**Written instruction:**
Type the records out again in full, exactly.

**Material for the task:**
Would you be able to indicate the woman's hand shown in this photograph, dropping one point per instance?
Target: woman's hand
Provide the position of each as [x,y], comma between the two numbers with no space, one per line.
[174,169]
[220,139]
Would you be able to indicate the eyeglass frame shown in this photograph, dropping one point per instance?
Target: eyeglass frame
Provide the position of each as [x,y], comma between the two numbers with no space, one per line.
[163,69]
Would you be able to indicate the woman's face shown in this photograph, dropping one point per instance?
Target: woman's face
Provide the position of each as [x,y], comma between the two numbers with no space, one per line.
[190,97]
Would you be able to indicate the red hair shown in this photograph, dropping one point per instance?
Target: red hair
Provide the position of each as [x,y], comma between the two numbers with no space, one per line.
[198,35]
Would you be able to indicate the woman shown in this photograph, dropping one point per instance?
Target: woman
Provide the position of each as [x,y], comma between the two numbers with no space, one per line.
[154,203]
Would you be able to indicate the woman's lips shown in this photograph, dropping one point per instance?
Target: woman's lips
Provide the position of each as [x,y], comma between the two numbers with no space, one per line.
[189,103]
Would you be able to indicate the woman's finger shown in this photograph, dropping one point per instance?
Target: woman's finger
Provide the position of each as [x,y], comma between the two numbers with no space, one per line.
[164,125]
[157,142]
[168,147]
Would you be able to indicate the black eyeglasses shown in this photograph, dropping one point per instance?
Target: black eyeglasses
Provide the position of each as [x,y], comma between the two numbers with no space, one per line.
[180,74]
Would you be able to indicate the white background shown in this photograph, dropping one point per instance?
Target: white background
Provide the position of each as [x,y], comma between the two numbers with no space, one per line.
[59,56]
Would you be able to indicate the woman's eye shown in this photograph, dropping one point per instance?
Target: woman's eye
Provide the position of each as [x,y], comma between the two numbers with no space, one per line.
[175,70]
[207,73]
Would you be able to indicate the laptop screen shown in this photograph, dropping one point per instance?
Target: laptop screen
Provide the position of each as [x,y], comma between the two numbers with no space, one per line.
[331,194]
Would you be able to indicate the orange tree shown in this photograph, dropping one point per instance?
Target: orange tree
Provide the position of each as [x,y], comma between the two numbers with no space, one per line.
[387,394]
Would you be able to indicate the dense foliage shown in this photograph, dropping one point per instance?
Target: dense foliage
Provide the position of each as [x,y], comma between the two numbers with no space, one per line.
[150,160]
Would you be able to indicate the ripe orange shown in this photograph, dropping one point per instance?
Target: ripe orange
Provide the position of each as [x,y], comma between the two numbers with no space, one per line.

**Task answer:**
Would you be able to indicate the woman's hand shown in this photograph, dropping one point per instance?
Target: woman's hand
Provide the position of each as [x,y], comma between the two numbers with no space, one per line.
[174,169]
[220,139]
Would you be able to indicate the eyeglass frame shown in this photograph, dropping one point per instance?
Target: eyeglass frame
Provide the position of each as [x,y], comma between the two numbers with no space, one per line.
[163,69]
Would you be able to indicate the woman's face shown in this photograph, dropping one point per instance?
Target: woman's face
Provide the position of each as [x,y], comma between the two numbers with no space, one per line.
[190,97]
Would you be able to indicate the red hair shown in this photograph, dropping one point per instance?
Target: red hair
Provide the position of each as [x,y], comma between the two numbers with no space, one per line.
[198,35]
Would you be able to indicate the woman shown in this photograph, dropping one point per instance?
Target: woman
Provide the position of each as [x,y], comma between the two numbers with no space, one per line.
[154,203]
Would you be able to indicate the woman's lips shown in this photograph, dropping one point per instance?
Target: woman's lips
Provide the position of each as [x,y], comma between the two numbers with no space, one per line.
[189,103]
Would you be able to indicate the woman's finger shown in this photograph, dropping one point per instance?
Target: woman's finger
Provide the position of each as [x,y], comma between the two numbers with no space, one per line.
[164,125]
[157,142]
[168,147]
Would you be able to indicate the black eyeglasses shown in this photograph, dropping one point per instance?
Target: black eyeglasses
Provide the position of each as [x,y], comma between the two numbers with no space, one per line.
[180,74]
Would you be able to indicate the white background shown in this photograph, dropping one point per instance?
Target: white background
Provide the position of each as [x,y], comma between the two numbers with no space, one per line.
[59,56]
Would you be able to indicate the woman's eye shown in this photograph, dropping one point per instance?
Target: woman's eye
Provide the position of each as [x,y], comma between the two numbers with no space, one per line.
[175,70]
[207,73]
Would you be able to indicate the laptop screen shown in this photograph, dropping one point per instance?
Target: laptop screen
Provide the position of each as [x,y], comma between the two numbers with no space, one per line.
[331,194]
Would you be able to indicate the orange tree shown in this photograph, dropping one point per instance?
Target: orange tree
Provide the position of each as [x,y], comma between the two numbers with no space, one per line.
[387,394]
Would you be able to indicate the dense foliage shown in this photograph, dropping one point per instance?
Target: dense foliage
Provide the position of each as [x,y], comma between the two numbers with no space, one per line.
[150,160]
Would you be able to indicate the ripe orange shown in this photograph, dropping one point per instance?
Target: ripe orange
Provide the position of each as [x,y], comma between the two numbers with no space, one per line.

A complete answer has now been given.